### [Problem statement]
The answer is every record that follows, printed exactly.

Dataset entries:
= = = = = = =
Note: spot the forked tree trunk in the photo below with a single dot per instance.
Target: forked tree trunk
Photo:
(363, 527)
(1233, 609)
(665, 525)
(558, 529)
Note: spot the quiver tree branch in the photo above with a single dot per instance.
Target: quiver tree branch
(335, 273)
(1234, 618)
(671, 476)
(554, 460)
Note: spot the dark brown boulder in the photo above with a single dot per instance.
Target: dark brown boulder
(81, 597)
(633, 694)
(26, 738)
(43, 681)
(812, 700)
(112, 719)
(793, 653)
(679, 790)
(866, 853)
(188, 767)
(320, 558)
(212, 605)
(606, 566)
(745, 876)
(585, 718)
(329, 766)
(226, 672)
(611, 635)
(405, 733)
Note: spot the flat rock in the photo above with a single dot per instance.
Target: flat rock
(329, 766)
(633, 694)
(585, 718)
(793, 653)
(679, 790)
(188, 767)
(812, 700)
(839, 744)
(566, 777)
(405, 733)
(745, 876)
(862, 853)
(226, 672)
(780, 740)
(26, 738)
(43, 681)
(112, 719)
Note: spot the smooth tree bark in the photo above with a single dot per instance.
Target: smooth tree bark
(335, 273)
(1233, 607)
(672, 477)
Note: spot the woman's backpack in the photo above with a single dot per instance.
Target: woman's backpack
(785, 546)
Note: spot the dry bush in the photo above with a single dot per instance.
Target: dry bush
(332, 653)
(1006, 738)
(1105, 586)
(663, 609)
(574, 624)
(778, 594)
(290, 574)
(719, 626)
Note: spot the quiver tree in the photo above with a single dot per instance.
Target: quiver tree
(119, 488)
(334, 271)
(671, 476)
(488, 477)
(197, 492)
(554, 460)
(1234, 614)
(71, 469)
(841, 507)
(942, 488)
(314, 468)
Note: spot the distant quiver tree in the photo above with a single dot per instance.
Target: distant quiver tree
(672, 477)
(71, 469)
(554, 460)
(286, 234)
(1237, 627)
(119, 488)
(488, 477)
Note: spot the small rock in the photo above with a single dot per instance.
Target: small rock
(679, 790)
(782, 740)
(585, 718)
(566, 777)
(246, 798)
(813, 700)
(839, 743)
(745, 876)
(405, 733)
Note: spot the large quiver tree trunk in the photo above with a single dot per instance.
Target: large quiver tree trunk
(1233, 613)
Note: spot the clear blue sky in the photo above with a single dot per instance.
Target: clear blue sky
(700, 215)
= = = = = = =
### [Response]
Note: spot the forked tree trunk in the photo below with a single dot per instance.
Target: forked tree trunk
Photo:
(363, 527)
(1233, 609)
(665, 525)
(558, 529)
Note: spot the quiver tree branch in the photo above with a single dot per instance.
Target: quiver tree branch
(335, 273)
(1234, 618)
(671, 476)
(554, 460)
Note: spot the dark brown boulder in the photo above with a single dot per instance.
Target: dark brown boulder
(81, 597)
(633, 694)
(26, 738)
(43, 681)
(812, 700)
(112, 719)
(793, 653)
(679, 790)
(866, 853)
(188, 767)
(320, 558)
(212, 605)
(606, 566)
(745, 876)
(585, 718)
(329, 766)
(226, 672)
(611, 635)
(405, 733)
Note: spot the flat rock in the photo above with a single dot per instance.
Target: flat rock
(329, 766)
(633, 694)
(585, 718)
(793, 653)
(679, 790)
(188, 767)
(812, 700)
(839, 744)
(566, 777)
(405, 733)
(745, 876)
(862, 853)
(226, 672)
(780, 740)
(26, 738)
(43, 681)
(112, 719)
Note: spot the smooth tree bark in the photo above with a single dot per instance.
Target: smooth tree bark
(335, 273)
(1233, 607)
(672, 477)
Note: spot the woman's backpack in the photo above with a single dot per instance.
Target: woman's backpack
(785, 546)
Note: spot the dry bush in the photo above with a single dot per instance.
Target: dry bush
(332, 653)
(1006, 738)
(1105, 586)
(663, 609)
(574, 624)
(778, 594)
(290, 574)
(719, 626)
Note: spot the quiver tree in the photo above with a single dot per instance.
Target: quiver tree
(119, 488)
(334, 271)
(671, 476)
(488, 477)
(197, 492)
(554, 460)
(1234, 614)
(71, 469)
(841, 507)
(942, 488)
(314, 468)
Note: spot the distant quiver tree in the photo above with a single dot per instance.
Target: distant quiver tree
(672, 477)
(71, 469)
(554, 460)
(286, 234)
(1237, 627)
(119, 488)
(488, 477)
Note: spot the small rock in the photo above with a single dot per instance.
Target: small rock
(679, 790)
(782, 740)
(585, 718)
(566, 777)
(246, 798)
(813, 700)
(839, 743)
(745, 876)
(405, 733)
Note: spot the large quiver tree trunk in the photo above with a single dot per instance.
Target: large quiver tree trunk
(1233, 613)
Note: spot the clear blue sky in the photo above with a single dot per instance.
Target: clear blue sky
(700, 215)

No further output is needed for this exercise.